> What the exercise asks
Copy out every line of the material below that contains the word "tree".

***

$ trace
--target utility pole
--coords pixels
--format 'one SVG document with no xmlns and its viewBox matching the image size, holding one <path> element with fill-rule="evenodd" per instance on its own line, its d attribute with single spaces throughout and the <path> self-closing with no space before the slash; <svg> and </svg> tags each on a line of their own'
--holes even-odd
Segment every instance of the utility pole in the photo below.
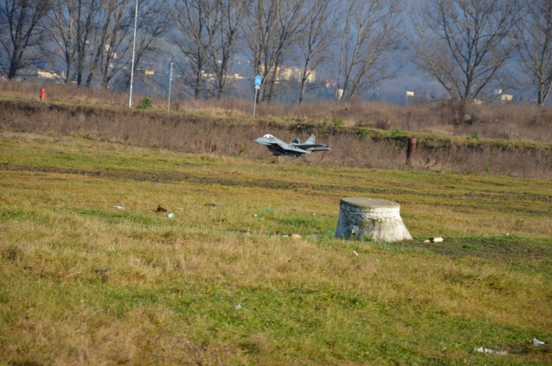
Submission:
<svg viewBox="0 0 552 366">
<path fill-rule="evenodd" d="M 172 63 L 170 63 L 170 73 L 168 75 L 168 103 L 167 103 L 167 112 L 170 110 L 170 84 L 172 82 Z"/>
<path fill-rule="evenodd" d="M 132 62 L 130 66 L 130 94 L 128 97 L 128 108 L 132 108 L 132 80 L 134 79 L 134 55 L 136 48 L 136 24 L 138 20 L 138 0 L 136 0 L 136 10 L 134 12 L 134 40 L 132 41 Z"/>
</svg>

***

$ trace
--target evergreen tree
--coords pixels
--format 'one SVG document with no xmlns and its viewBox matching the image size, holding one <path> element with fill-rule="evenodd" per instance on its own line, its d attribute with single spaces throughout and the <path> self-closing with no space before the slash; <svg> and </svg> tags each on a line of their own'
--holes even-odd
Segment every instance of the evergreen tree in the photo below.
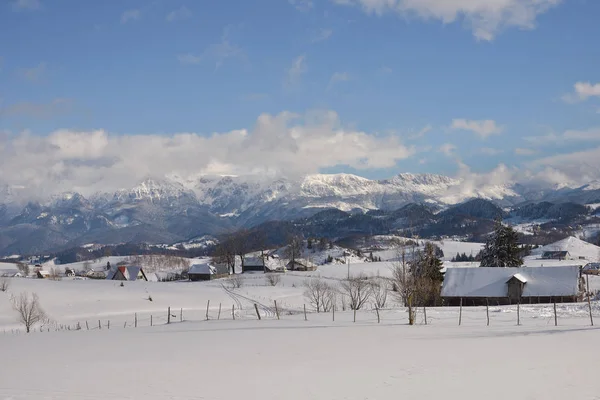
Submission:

***

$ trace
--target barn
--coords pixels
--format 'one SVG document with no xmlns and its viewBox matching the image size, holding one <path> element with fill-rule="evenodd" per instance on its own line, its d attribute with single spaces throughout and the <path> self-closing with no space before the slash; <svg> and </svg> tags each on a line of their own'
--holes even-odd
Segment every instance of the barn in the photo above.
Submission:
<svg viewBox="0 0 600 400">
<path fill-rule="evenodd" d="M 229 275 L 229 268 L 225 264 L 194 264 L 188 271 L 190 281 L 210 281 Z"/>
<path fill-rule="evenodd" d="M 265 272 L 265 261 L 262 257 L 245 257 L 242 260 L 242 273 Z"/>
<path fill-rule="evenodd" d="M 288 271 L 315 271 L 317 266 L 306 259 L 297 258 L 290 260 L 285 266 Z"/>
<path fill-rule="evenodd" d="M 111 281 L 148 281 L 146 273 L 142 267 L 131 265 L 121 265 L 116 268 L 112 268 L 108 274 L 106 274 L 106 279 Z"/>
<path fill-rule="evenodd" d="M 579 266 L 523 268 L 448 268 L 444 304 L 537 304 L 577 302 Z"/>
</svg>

***

> Correct result
--target evergreen tree
Segment every instance of the evergreen tree in the photo below.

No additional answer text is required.